Mais les empereurs suivants ayant voulu abuser de ce droit, et se rendre maîtres des élections, ils en furent bientôt privés. Adrien III. en 884, ordonna que les papes seraient désormais sacrés sans l'approbation des empereurs. Nicolas II. aida beaucoup à affranchir les papes de la nécessité de cette confirmation. Enfin dans le XIIe siècle le clergé de Rome fut déclaré avoir seul le droit d'élire les papes, sans le consentement ni la confirmation de l'empereur.

Couronnement. Le couronnement des papes est une cérémonie qui n'est pas fort ancienne, et qui est plutôt relative à la qualité de prince temporel, qu'à celle de vicaire de J. C. et de successeur de saint Pierre.

Quelques auteurs ont prétendu qu'outre l'élection, il y avait une cérémonie dont le couronnement est l'image, et que sans cette formalité ceux qui étaient élus ne se disaient point papes, et n'étaient point reconnus pour tels dans l'Eglise.

Consigne 1:
Parmi les lignes ci-dessous, reprenez uniquement celles qui vont de la ligne contenant « entryway in this UI. » jusqu'à celle contenant « xmin=355 ymin=348 xmax=437 ymax=423 », toutes deux incluses et demandes comprises. Dans ces lignes, décalez de 133 chaque coordonnée des boîtes englobantes données en réponse.

Lignes fournies:
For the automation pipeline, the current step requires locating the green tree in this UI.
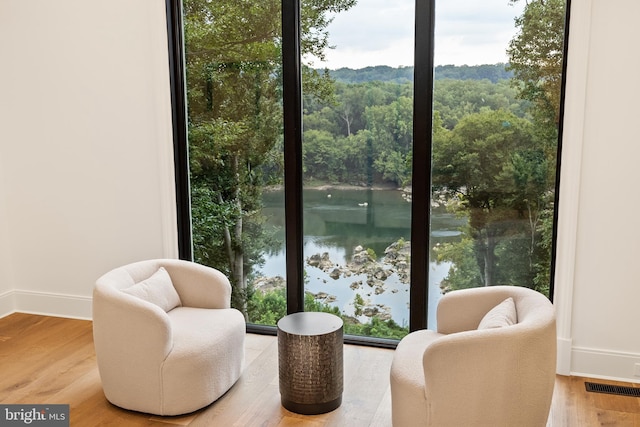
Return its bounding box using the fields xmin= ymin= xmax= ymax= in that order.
xmin=507 ymin=0 xmax=565 ymax=125
xmin=507 ymin=0 xmax=566 ymax=290
xmin=183 ymin=0 xmax=355 ymax=317
xmin=433 ymin=110 xmax=533 ymax=286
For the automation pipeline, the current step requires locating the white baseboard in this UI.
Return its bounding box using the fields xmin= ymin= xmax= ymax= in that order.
xmin=556 ymin=337 xmax=572 ymax=376
xmin=0 ymin=291 xmax=16 ymax=317
xmin=0 ymin=290 xmax=92 ymax=320
xmin=571 ymin=347 xmax=640 ymax=383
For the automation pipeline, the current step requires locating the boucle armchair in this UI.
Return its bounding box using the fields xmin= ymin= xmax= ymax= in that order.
xmin=93 ymin=259 xmax=246 ymax=415
xmin=391 ymin=286 xmax=556 ymax=427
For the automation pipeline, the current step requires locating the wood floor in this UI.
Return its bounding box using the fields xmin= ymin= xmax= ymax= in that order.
xmin=0 ymin=313 xmax=640 ymax=427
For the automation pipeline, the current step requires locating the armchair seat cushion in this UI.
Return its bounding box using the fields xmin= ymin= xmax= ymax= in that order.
xmin=93 ymin=259 xmax=246 ymax=415
xmin=391 ymin=286 xmax=556 ymax=427
xmin=391 ymin=329 xmax=442 ymax=419
xmin=162 ymin=307 xmax=245 ymax=413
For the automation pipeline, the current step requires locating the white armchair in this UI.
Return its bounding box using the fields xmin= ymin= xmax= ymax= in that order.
xmin=93 ymin=259 xmax=246 ymax=415
xmin=391 ymin=286 xmax=556 ymax=427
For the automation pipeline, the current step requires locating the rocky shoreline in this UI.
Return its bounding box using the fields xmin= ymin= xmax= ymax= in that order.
xmin=254 ymin=240 xmax=411 ymax=320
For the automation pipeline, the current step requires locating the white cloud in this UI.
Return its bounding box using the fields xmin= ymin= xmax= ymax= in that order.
xmin=314 ymin=0 xmax=524 ymax=69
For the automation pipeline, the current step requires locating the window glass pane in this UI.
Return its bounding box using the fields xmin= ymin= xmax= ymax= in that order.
xmin=184 ymin=0 xmax=286 ymax=325
xmin=431 ymin=0 xmax=565 ymax=302
xmin=303 ymin=0 xmax=415 ymax=338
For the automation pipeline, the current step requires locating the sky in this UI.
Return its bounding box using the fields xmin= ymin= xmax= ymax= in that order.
xmin=313 ymin=0 xmax=524 ymax=69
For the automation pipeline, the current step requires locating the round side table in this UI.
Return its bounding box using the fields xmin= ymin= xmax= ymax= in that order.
xmin=278 ymin=312 xmax=343 ymax=415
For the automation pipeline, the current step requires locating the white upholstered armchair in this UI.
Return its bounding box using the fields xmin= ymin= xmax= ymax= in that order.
xmin=391 ymin=286 xmax=556 ymax=427
xmin=93 ymin=259 xmax=245 ymax=415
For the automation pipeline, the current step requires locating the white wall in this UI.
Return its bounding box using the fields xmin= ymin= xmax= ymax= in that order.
xmin=556 ymin=0 xmax=640 ymax=382
xmin=0 ymin=0 xmax=177 ymax=317
xmin=0 ymin=154 xmax=13 ymax=316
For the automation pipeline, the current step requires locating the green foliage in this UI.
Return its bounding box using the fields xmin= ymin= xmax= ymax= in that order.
xmin=329 ymin=64 xmax=513 ymax=84
xmin=183 ymin=0 xmax=355 ymax=316
xmin=507 ymin=0 xmax=565 ymax=125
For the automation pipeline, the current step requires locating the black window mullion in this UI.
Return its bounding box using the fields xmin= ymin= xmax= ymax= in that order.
xmin=165 ymin=0 xmax=193 ymax=261
xmin=282 ymin=0 xmax=304 ymax=314
xmin=409 ymin=0 xmax=435 ymax=331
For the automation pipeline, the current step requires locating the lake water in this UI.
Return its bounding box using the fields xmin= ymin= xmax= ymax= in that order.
xmin=260 ymin=190 xmax=463 ymax=327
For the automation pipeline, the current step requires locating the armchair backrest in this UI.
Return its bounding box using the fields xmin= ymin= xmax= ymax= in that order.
xmin=423 ymin=286 xmax=556 ymax=426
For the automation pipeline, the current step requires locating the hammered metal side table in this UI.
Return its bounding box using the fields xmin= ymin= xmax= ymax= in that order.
xmin=278 ymin=312 xmax=343 ymax=415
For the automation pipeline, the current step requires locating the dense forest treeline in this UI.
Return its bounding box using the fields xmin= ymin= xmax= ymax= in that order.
xmin=303 ymin=68 xmax=530 ymax=187
xmin=183 ymin=0 xmax=565 ymax=336
xmin=329 ymin=63 xmax=513 ymax=83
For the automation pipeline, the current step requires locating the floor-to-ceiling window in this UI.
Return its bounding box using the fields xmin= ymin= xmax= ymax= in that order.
xmin=168 ymin=0 xmax=565 ymax=344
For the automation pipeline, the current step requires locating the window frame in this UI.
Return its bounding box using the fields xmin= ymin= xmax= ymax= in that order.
xmin=165 ymin=0 xmax=571 ymax=348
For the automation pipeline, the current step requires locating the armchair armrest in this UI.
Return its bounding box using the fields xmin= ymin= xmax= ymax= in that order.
xmin=423 ymin=326 xmax=544 ymax=425
xmin=436 ymin=286 xmax=509 ymax=334
xmin=93 ymin=284 xmax=173 ymax=370
xmin=161 ymin=260 xmax=231 ymax=308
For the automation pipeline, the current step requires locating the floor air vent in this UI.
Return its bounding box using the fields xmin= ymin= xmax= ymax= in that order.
xmin=584 ymin=382 xmax=640 ymax=397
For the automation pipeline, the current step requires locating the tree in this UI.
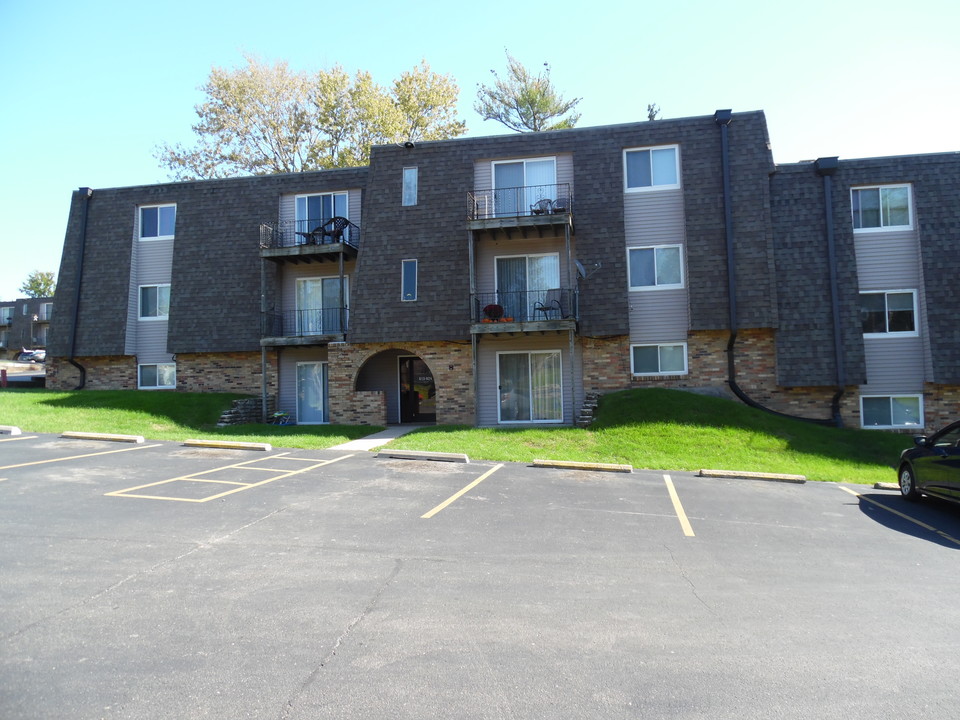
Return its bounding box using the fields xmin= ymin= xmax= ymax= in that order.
xmin=20 ymin=270 xmax=57 ymax=297
xmin=473 ymin=50 xmax=581 ymax=132
xmin=157 ymin=56 xmax=467 ymax=180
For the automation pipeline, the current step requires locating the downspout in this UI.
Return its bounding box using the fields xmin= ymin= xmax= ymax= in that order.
xmin=713 ymin=110 xmax=833 ymax=425
xmin=816 ymin=157 xmax=847 ymax=427
xmin=67 ymin=188 xmax=93 ymax=390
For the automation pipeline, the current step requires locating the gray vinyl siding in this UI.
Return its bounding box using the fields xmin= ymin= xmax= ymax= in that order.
xmin=854 ymin=231 xmax=920 ymax=291
xmin=125 ymin=208 xmax=174 ymax=364
xmin=280 ymin=260 xmax=352 ymax=312
xmin=477 ymin=333 xmax=583 ymax=427
xmin=854 ymin=230 xmax=929 ymax=395
xmin=280 ymin=188 xmax=363 ymax=227
xmin=277 ymin=346 xmax=327 ymax=418
xmin=629 ymin=288 xmax=689 ymax=343
xmin=623 ymin=190 xmax=690 ymax=343
xmin=860 ymin=337 xmax=925 ymax=395
xmin=473 ymin=154 xmax=576 ymax=193
xmin=476 ymin=237 xmax=576 ymax=293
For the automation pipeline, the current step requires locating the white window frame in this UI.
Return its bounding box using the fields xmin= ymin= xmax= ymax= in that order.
xmin=860 ymin=393 xmax=924 ymax=430
xmin=623 ymin=145 xmax=682 ymax=193
xmin=630 ymin=342 xmax=689 ymax=377
xmin=137 ymin=203 xmax=177 ymax=242
xmin=859 ymin=288 xmax=920 ymax=338
xmin=137 ymin=363 xmax=177 ymax=390
xmin=137 ymin=283 xmax=170 ymax=322
xmin=850 ymin=183 xmax=913 ymax=234
xmin=627 ymin=243 xmax=686 ymax=292
xmin=400 ymin=165 xmax=420 ymax=207
xmin=496 ymin=350 xmax=566 ymax=425
xmin=400 ymin=258 xmax=420 ymax=302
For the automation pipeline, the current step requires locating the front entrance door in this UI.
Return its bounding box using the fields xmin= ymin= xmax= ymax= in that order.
xmin=399 ymin=356 xmax=437 ymax=423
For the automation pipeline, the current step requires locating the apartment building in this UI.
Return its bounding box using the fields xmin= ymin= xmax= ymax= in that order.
xmin=47 ymin=111 xmax=960 ymax=429
xmin=0 ymin=297 xmax=53 ymax=357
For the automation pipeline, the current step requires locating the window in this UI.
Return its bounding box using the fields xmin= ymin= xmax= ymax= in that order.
xmin=295 ymin=193 xmax=350 ymax=233
xmin=493 ymin=158 xmax=557 ymax=217
xmin=627 ymin=245 xmax=683 ymax=290
xmin=630 ymin=343 xmax=687 ymax=375
xmin=140 ymin=285 xmax=170 ymax=320
xmin=296 ymin=276 xmax=350 ymax=336
xmin=860 ymin=290 xmax=917 ymax=335
xmin=495 ymin=253 xmax=560 ymax=322
xmin=400 ymin=260 xmax=417 ymax=300
xmin=623 ymin=145 xmax=680 ymax=192
xmin=497 ymin=350 xmax=563 ymax=423
xmin=850 ymin=185 xmax=913 ymax=230
xmin=137 ymin=363 xmax=177 ymax=390
xmin=140 ymin=205 xmax=177 ymax=240
xmin=860 ymin=395 xmax=923 ymax=428
xmin=402 ymin=168 xmax=417 ymax=205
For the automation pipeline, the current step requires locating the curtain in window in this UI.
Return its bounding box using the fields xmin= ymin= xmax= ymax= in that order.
xmin=499 ymin=353 xmax=530 ymax=422
xmin=497 ymin=257 xmax=527 ymax=322
xmin=530 ymin=352 xmax=563 ymax=420
xmin=297 ymin=363 xmax=329 ymax=423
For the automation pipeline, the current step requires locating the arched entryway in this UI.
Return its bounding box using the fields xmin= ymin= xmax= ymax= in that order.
xmin=355 ymin=348 xmax=437 ymax=423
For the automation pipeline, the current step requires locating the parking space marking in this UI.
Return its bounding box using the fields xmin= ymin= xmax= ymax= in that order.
xmin=420 ymin=463 xmax=503 ymax=520
xmin=663 ymin=475 xmax=696 ymax=537
xmin=837 ymin=485 xmax=960 ymax=545
xmin=0 ymin=445 xmax=160 ymax=470
xmin=104 ymin=453 xmax=353 ymax=503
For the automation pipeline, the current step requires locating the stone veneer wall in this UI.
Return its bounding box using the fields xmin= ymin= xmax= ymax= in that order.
xmin=46 ymin=355 xmax=137 ymax=390
xmin=327 ymin=342 xmax=475 ymax=425
xmin=583 ymin=329 xmax=860 ymax=427
xmin=177 ymin=352 xmax=278 ymax=394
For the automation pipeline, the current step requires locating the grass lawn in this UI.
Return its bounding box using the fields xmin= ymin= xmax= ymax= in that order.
xmin=0 ymin=390 xmax=383 ymax=449
xmin=0 ymin=389 xmax=912 ymax=483
xmin=390 ymin=389 xmax=913 ymax=483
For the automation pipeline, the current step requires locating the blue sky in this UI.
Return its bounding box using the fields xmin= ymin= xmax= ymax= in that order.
xmin=0 ymin=0 xmax=960 ymax=300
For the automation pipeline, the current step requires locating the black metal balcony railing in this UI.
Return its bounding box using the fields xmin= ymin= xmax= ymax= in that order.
xmin=262 ymin=307 xmax=350 ymax=337
xmin=260 ymin=217 xmax=360 ymax=249
xmin=467 ymin=183 xmax=573 ymax=220
xmin=471 ymin=288 xmax=579 ymax=323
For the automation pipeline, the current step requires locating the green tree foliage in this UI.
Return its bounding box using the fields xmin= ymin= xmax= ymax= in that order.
xmin=473 ymin=50 xmax=581 ymax=132
xmin=157 ymin=56 xmax=467 ymax=180
xmin=20 ymin=270 xmax=57 ymax=297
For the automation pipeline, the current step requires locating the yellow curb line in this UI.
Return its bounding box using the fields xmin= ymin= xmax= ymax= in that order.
xmin=183 ymin=440 xmax=273 ymax=452
xmin=533 ymin=460 xmax=633 ymax=473
xmin=60 ymin=431 xmax=145 ymax=445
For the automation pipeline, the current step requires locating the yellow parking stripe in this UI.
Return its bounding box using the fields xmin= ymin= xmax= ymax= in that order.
xmin=420 ymin=463 xmax=503 ymax=520
xmin=837 ymin=485 xmax=960 ymax=545
xmin=663 ymin=475 xmax=696 ymax=537
xmin=0 ymin=445 xmax=160 ymax=470
xmin=104 ymin=453 xmax=353 ymax=503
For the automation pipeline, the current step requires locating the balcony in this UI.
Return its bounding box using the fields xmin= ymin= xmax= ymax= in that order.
xmin=260 ymin=307 xmax=350 ymax=346
xmin=467 ymin=183 xmax=573 ymax=237
xmin=470 ymin=288 xmax=579 ymax=334
xmin=260 ymin=217 xmax=360 ymax=262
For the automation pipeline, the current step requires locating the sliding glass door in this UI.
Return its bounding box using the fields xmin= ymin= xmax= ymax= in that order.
xmin=497 ymin=350 xmax=563 ymax=423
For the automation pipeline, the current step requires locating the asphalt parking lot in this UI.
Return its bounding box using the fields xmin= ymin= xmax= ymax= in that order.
xmin=0 ymin=434 xmax=960 ymax=720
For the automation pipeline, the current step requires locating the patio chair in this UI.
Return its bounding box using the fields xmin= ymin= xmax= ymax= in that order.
xmin=533 ymin=288 xmax=564 ymax=320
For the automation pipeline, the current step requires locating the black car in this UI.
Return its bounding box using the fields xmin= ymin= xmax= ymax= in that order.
xmin=898 ymin=421 xmax=960 ymax=502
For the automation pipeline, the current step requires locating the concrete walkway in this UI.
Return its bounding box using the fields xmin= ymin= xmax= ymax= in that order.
xmin=330 ymin=425 xmax=426 ymax=450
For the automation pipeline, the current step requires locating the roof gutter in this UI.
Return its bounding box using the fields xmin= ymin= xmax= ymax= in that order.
xmin=713 ymin=110 xmax=833 ymax=425
xmin=67 ymin=187 xmax=93 ymax=390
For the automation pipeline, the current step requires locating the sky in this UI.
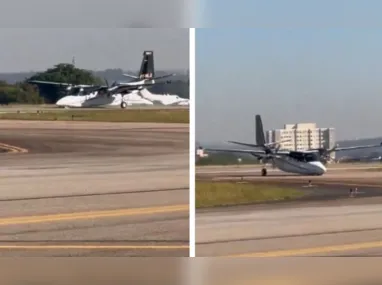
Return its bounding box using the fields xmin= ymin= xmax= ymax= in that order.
xmin=0 ymin=0 xmax=193 ymax=28
xmin=195 ymin=28 xmax=382 ymax=143
xmin=0 ymin=28 xmax=189 ymax=72
xmin=195 ymin=0 xmax=382 ymax=28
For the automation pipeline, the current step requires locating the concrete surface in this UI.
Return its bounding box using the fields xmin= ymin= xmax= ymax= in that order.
xmin=196 ymin=170 xmax=382 ymax=257
xmin=0 ymin=118 xmax=189 ymax=257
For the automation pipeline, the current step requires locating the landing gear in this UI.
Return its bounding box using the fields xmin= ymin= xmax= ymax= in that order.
xmin=121 ymin=101 xmax=127 ymax=109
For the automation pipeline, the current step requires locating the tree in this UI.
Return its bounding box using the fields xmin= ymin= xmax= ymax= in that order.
xmin=27 ymin=63 xmax=105 ymax=103
xmin=0 ymin=81 xmax=44 ymax=104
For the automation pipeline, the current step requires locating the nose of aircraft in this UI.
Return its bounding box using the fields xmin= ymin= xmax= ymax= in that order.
xmin=310 ymin=161 xmax=326 ymax=175
xmin=56 ymin=98 xmax=65 ymax=106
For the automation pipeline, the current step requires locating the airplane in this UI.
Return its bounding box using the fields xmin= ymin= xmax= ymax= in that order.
xmin=56 ymin=90 xmax=154 ymax=108
xmin=200 ymin=115 xmax=382 ymax=176
xmin=140 ymin=88 xmax=190 ymax=106
xmin=29 ymin=51 xmax=175 ymax=109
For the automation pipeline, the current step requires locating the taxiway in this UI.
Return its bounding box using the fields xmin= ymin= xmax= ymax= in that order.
xmin=196 ymin=166 xmax=382 ymax=257
xmin=0 ymin=118 xmax=189 ymax=257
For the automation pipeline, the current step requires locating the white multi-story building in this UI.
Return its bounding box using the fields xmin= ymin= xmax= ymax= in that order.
xmin=265 ymin=123 xmax=335 ymax=158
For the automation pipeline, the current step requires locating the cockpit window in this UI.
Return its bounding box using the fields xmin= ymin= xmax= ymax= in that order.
xmin=289 ymin=151 xmax=319 ymax=162
xmin=68 ymin=87 xmax=81 ymax=95
xmin=305 ymin=153 xmax=319 ymax=162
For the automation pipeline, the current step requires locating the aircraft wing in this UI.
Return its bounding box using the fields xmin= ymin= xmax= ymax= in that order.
xmin=334 ymin=142 xmax=382 ymax=151
xmin=204 ymin=148 xmax=267 ymax=157
xmin=28 ymin=80 xmax=94 ymax=88
xmin=228 ymin=141 xmax=262 ymax=148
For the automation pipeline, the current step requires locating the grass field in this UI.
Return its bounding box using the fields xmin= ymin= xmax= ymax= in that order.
xmin=0 ymin=109 xmax=189 ymax=124
xmin=195 ymin=181 xmax=304 ymax=208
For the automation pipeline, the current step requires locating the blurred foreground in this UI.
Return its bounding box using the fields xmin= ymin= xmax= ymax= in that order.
xmin=0 ymin=258 xmax=382 ymax=285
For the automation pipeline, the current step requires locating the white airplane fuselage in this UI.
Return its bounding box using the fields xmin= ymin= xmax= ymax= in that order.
xmin=56 ymin=91 xmax=153 ymax=108
xmin=139 ymin=89 xmax=190 ymax=106
xmin=272 ymin=156 xmax=326 ymax=175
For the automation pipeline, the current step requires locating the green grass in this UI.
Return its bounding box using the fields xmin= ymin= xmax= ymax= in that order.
xmin=195 ymin=181 xmax=304 ymax=208
xmin=0 ymin=109 xmax=189 ymax=124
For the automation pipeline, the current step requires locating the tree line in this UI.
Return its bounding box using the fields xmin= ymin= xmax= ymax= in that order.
xmin=0 ymin=63 xmax=189 ymax=105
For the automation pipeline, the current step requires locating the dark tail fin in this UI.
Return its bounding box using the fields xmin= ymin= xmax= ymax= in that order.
xmin=256 ymin=115 xmax=265 ymax=145
xmin=139 ymin=51 xmax=155 ymax=80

Consigne 2:
Recopiez mot pour mot le passage de l'extrait sur l'élection et le couronnement des papes, depuis « Couronnement. Le couronnement » jusqu'à « de saint Pierre. ».

Réponse rédigée 1:
For the automation pipeline, the current step requires locating the arched entryway in this UI.
Return its bounding box using the fields xmin= ymin= xmax= ymax= in that order.
xmin=488 ymin=481 xmax=570 ymax=556

Réponse rédigée 2:
Couronnement. Le couronnement des papes est une cérémonie qui n'est pas fort ancienne, et qui est plutôt relative à la qualité de prince temporel, qu'à celle de vicaire de J. C. et de successeur de saint Pierre.